» Extract:

========================================================================

# Promote spreading from newly seeded Bermuda



## sanders4617 (Jul 9, 2018)

I seeded Bermuda 12 days ago and got a lot of it coming up and growing well.

Unfortunately I have planted late in the season, so I've gotta do everything in my power to get this in good before colder temps.

What methods do you guys use to get Bermuda to spread more after just seeding? Is that something I should even promote? Or should I just be fertilizing well and doing all that I can to promote top growth?

If this was June, I'd not worry and would probably have plenty time to get full and spread.

Thanks

Ryan


----------



## DTCC_Turf (May 26, 2018)

Fertilizer and mow often. You want lateral growth. Mowing often will help promote this.


----------



## Lawn_newbie (Jun 19, 2018)

The same as what @DTCC_Turf said. I put down .5lb of N per week, water 1.5", and cut every day. I have been at this a little over a week and the rate of growth is excellent.


----------



## sanders4617 (Jul 9, 2018)

Thanks! Yeah it's only 12 days after seeding so nowhere near mowing just yet, but I'll be feeding it very well over next couple months!


----------



## sanders4617 (Jul 9, 2018)

How high do you let the initial grass to grow before doing the first mow? Should I try to go we low as I can with my mower? I'll just be using a push husq so it won't be near as low as a reel of course.


----------



## Crabbychas (Apr 25, 2018)

Whenever it gets to the height you want to maintain it at, start mowing.


----------



## Colonel K0rn (Jul 4, 2017)

You could do what I did and just get a manual push reel at the Home Depot for $99, or one off of Craigslist that someone bought but realized it was too much work/wrong for their type of grass. Set it low, and it's a lot easier on the new seedlings than your rotary mower, with a cleaner cut.

I started mowing my lawn when it got to 2" tall, and cut at 1 1/2", then dropped it to 1". Once I started mowing frequently, and kept feeding, it took off.

========================================================================

» Information supplied:
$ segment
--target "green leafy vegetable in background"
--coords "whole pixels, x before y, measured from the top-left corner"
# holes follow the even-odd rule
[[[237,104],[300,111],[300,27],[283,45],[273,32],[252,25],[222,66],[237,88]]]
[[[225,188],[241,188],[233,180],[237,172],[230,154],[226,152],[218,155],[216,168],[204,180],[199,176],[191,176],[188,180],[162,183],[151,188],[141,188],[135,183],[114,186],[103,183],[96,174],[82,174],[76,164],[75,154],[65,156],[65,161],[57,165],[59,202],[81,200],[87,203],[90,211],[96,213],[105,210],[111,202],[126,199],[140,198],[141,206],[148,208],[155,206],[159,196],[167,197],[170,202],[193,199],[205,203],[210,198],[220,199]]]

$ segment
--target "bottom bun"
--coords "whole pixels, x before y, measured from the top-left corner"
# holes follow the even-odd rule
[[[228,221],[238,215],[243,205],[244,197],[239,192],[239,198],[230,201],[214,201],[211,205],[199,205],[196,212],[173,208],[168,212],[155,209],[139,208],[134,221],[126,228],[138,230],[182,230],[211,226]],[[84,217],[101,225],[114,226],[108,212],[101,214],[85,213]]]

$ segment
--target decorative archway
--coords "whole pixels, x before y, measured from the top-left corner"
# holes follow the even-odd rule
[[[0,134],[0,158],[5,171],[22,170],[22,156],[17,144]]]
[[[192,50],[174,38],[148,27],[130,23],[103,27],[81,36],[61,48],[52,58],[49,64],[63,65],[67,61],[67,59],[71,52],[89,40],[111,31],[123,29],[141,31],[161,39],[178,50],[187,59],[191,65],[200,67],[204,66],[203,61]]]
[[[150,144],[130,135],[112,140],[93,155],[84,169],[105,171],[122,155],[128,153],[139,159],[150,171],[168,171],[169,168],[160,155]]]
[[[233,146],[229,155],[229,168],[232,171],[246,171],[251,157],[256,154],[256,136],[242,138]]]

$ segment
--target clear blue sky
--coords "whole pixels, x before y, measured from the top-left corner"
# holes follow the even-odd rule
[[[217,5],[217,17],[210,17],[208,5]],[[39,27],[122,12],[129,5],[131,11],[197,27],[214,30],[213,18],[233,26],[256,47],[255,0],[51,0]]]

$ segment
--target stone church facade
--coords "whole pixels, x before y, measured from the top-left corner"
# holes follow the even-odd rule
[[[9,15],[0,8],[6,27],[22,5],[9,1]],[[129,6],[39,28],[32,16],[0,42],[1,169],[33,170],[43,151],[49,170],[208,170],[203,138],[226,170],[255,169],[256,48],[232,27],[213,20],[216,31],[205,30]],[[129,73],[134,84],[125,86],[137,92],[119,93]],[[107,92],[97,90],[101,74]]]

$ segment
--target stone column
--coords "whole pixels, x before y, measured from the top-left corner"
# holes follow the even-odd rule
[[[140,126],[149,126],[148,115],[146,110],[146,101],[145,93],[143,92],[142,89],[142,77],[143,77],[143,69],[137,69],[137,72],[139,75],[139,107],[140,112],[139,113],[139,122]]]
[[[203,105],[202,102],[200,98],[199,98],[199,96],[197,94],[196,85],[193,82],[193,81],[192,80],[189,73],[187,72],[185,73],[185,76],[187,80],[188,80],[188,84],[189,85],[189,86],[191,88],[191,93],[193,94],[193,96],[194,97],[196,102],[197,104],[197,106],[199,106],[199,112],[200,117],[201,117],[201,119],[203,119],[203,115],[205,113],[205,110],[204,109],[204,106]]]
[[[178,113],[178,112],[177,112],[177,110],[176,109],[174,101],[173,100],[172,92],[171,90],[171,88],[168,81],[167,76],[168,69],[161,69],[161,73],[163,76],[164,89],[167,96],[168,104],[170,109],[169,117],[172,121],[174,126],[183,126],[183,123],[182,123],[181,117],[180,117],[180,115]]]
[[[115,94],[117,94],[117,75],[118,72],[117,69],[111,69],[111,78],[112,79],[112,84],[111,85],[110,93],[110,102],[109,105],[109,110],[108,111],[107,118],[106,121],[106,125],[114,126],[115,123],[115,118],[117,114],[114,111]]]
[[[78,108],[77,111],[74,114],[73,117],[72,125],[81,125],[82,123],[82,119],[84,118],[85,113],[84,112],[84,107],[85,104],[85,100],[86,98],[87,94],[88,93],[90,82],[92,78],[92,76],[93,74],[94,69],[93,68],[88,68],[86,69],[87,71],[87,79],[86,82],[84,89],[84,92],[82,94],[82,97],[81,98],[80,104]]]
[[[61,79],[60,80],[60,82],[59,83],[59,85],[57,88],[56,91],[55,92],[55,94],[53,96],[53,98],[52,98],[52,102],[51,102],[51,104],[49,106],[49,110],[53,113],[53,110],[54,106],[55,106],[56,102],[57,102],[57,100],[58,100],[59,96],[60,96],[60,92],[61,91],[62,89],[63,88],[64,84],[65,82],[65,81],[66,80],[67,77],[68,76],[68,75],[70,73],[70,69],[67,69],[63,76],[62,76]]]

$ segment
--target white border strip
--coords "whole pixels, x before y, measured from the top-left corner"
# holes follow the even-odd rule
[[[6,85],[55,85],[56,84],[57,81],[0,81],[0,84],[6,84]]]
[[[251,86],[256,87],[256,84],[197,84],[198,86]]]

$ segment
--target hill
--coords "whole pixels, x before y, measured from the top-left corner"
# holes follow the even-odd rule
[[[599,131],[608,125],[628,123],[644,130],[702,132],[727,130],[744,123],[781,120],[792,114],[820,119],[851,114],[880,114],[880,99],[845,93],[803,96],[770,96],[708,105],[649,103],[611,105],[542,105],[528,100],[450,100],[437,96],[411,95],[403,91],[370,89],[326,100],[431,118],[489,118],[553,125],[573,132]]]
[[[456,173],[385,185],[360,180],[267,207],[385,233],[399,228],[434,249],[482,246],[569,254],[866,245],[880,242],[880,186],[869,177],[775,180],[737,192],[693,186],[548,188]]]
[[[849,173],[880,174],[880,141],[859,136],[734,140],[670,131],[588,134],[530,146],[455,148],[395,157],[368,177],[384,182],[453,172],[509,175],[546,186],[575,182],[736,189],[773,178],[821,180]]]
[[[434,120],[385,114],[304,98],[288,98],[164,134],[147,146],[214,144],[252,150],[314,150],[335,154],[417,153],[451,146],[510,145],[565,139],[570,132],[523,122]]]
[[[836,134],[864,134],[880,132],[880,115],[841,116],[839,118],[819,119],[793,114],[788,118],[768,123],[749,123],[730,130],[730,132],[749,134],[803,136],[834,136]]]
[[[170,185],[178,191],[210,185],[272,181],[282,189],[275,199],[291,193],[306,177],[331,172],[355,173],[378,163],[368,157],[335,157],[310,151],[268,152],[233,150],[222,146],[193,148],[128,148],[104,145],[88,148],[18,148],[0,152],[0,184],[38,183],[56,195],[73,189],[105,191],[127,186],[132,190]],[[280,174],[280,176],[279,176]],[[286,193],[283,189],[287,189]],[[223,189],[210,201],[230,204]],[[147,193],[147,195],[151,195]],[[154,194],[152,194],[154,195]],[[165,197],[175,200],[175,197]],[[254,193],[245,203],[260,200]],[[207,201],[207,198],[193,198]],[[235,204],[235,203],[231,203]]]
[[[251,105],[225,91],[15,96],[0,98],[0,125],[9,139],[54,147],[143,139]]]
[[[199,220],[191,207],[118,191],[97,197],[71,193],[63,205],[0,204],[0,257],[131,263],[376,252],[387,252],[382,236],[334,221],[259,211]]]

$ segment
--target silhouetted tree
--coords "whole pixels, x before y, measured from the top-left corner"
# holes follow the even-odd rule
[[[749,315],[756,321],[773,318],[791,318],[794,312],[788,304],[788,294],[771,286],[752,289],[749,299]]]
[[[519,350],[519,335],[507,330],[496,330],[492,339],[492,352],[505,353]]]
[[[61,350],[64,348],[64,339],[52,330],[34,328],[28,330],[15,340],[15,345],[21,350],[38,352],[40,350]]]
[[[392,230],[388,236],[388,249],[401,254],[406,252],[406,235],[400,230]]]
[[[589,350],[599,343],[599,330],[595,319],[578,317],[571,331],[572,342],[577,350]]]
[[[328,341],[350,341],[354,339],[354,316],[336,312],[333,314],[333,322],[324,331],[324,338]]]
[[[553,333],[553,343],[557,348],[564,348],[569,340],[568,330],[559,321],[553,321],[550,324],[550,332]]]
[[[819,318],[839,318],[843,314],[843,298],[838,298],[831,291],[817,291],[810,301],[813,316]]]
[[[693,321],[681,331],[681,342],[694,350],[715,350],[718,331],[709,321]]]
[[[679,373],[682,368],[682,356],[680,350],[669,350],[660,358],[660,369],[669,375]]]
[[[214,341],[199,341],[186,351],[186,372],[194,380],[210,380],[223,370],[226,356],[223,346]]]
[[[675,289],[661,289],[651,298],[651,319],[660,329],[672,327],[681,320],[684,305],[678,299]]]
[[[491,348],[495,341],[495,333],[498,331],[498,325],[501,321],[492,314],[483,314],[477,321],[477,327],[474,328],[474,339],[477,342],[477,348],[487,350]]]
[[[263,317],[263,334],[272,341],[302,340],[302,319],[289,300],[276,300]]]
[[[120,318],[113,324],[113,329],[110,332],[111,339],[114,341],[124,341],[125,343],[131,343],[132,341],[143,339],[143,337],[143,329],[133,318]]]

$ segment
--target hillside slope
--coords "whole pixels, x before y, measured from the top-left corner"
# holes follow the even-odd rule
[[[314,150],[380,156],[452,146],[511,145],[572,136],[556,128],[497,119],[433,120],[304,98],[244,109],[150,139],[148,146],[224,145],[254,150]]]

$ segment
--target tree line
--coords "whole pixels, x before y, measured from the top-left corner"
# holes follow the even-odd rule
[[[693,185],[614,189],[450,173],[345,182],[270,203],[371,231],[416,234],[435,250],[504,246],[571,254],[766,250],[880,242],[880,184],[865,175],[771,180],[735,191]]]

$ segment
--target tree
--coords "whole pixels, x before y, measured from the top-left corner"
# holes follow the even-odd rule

========================================================================

» Set exercise A:
Answer these questions from the thread on seeded Bermuda, one line each, marking each answer like its question:
(i) How many days before the first post had sanders4617 seeded the Bermuda?
(ii) How much nitrogen per week does Lawn_newbie put down?
(iii) What price does Colonel K0rn give for the manual push reel bought at the Home Depot?
» Set exercise B: List every username that posts in the Bermuda thread, each name once.
» Set exercise C: From the Bermuda thread, pull out the passage starting with "## Lawn_newbie (Jun" and going on through "next couple months!".

» Exercise solution A:
(i) 12 days
(ii) .5lb of N per week
(iii) $99

» Exercise solution B:
sanders4617
DTCC_Turf
Lawn_newbie
Crabbychas
Colonel K0rn

» Exercise solution C:
## Lawn_newbie (Jun 19, 2018)

The same as what @DTCC_Turf said. I put down .5lb of N per week, water 1.5", and cut every day. I have been at this a little over a week and the rate of growth is excellent.


----------



## sanders4617 (Jul 9, 2018)

Thanks! Yeah it's only 12 days after seeding so nowhere near mowing just yet, but I'll be feeding it very well over next couple months!